WHAT IS REQUIRED: Will you extract the entries word for word? Images should not appear in the copy.

-- INPUT FOR THIS TASK start --

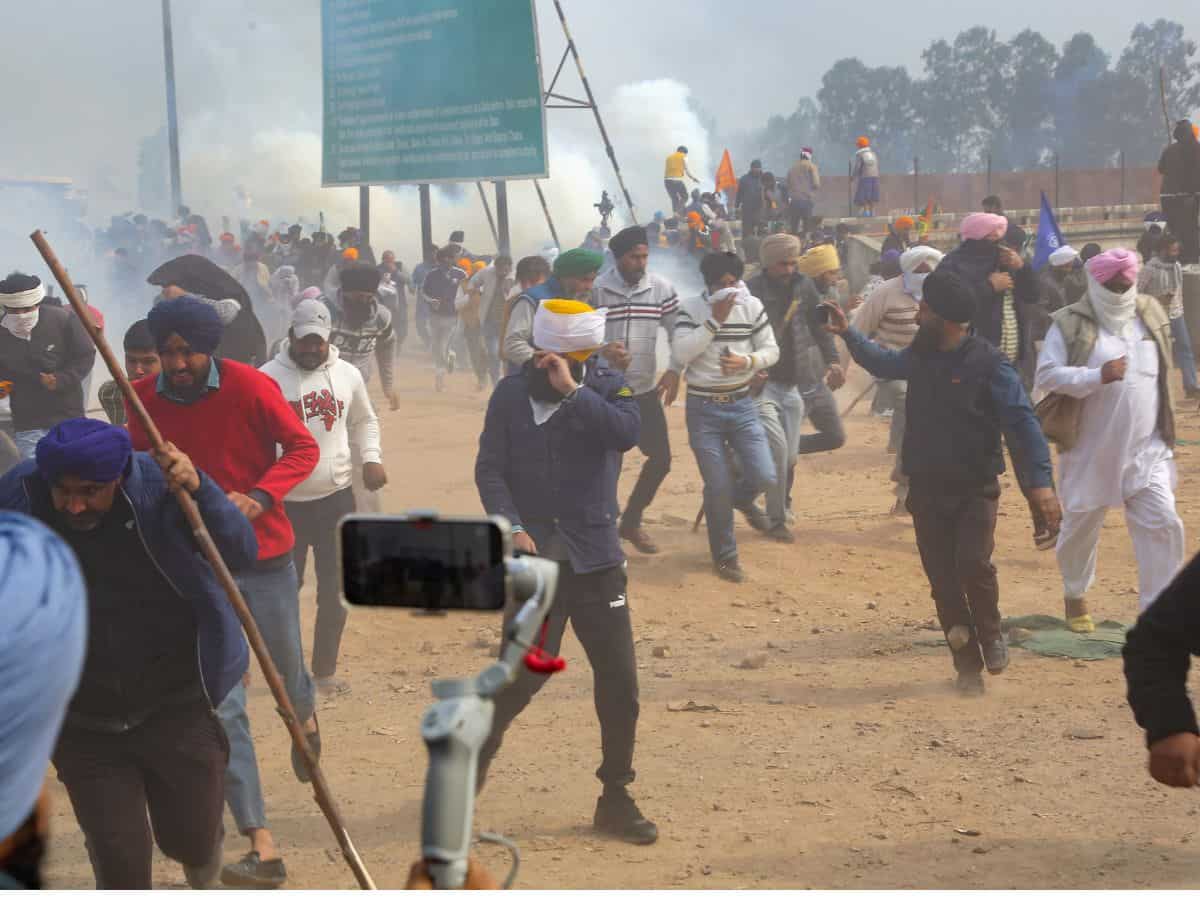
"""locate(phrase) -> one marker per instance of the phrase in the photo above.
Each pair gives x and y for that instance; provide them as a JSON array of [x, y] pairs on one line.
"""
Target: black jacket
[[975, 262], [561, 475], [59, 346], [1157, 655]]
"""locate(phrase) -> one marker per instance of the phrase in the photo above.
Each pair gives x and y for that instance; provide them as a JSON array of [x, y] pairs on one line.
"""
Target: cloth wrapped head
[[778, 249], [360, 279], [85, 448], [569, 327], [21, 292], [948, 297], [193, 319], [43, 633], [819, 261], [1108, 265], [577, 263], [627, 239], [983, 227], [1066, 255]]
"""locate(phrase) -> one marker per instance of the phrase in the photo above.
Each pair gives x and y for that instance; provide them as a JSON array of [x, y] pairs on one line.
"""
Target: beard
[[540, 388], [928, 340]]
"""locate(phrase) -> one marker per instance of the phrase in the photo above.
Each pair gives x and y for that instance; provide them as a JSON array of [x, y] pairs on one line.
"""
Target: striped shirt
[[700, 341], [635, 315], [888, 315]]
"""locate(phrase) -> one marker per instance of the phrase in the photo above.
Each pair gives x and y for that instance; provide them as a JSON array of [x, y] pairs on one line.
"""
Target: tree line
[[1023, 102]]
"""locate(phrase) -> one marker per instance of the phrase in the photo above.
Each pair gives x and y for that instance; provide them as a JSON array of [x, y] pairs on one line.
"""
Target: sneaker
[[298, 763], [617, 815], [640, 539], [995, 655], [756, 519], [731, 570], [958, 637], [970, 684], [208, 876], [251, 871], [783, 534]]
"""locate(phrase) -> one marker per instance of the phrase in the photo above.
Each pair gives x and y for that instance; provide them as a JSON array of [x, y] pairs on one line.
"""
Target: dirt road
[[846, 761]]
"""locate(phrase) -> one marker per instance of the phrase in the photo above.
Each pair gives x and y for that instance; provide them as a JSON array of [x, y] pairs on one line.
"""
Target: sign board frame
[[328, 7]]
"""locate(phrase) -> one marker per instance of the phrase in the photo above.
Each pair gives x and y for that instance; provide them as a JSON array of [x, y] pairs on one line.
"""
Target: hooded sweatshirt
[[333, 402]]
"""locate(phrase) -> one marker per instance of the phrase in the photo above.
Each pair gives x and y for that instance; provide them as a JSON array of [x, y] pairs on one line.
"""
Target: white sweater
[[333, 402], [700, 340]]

-- INPUT FOR THIS TASK end --

WRITTEN ANSWER:
"""locate(phrase) -> one marker per instance of the phrase in the photo above.
Each pair gives x and y for that instance; provide them as a JSON array of [x, y] pairs on one line.
"""
Target: black jacket
[[975, 262], [561, 475], [59, 346], [1157, 655]]
"""locate(phrase) -> one marker per instance of the phrase in the photo above.
Each pair gives x and y for that instance; provide them as a JSON array of [x, y] pairs on one line.
"""
Target: cloth wrapped head
[[778, 249], [360, 279], [85, 448], [569, 327], [21, 292], [948, 297], [193, 319], [43, 633], [819, 261], [1108, 265], [577, 263], [627, 239], [983, 227], [1066, 255]]
"""locate(phrase) -> one marker per instance of the phrase in the photo above.
Each pair gives x and y for that instance; provide them as a JSON array of [x, y] pairs on one line.
"""
Target: beard
[[540, 388], [928, 340]]
"""locate(phrase) -> one marker per instance of the phrase in the photo above.
Each pair gives x and y for that instance; provide them as a JSON array of [x, y] pairs on one line.
"""
Target: striped shirt
[[700, 341], [635, 315], [888, 315]]
"""locate(phrase) -> one marker per instance of the phrase in the photo above.
Each pair gives x and y for that instance; provide them as a JSON array of [x, y] pairs on one line.
"""
Target: tree line
[[1023, 102]]
"""locate(phrase) -> one marker per instance of the phrase in the photo above.
Each pair gives x and y for that instance; provide them as a JSON array of [x, y] pairs on one line.
"""
Target: sneaker
[[298, 763], [617, 815], [640, 539], [995, 655], [756, 519], [731, 570], [958, 637], [970, 684], [208, 876], [251, 871], [783, 534]]
"""locate(phrase) -> one marker per instance of the phrase in the photo above.
Each pair gives x and y for that instance; provide them as a JSON array of [x, y] pairs on one line.
"""
Target: dirt road
[[846, 761]]
"""locate(phrase) -> one marker per instance of the phrase in the photo above.
Each pair gives x and y for that instance; provide them as a JSON array of [x, y] pairs on one line.
"""
Target: sign board frame
[[328, 7]]
"""locate(phrase) -> one marker per instance of the phrase in the photo above.
Each pair gives x and y for that instance; provide them as a JSON array of [x, y] pairs on one line.
"""
Target: hooded sweatshirt
[[333, 402]]
"""locate(phrase) -> one marker per instance of the phrase in the photo above.
Each pair gives x and y for that instance; provide them as a JSON array of [x, y] pairs on one line.
"""
Target: white sweater
[[333, 402], [700, 340]]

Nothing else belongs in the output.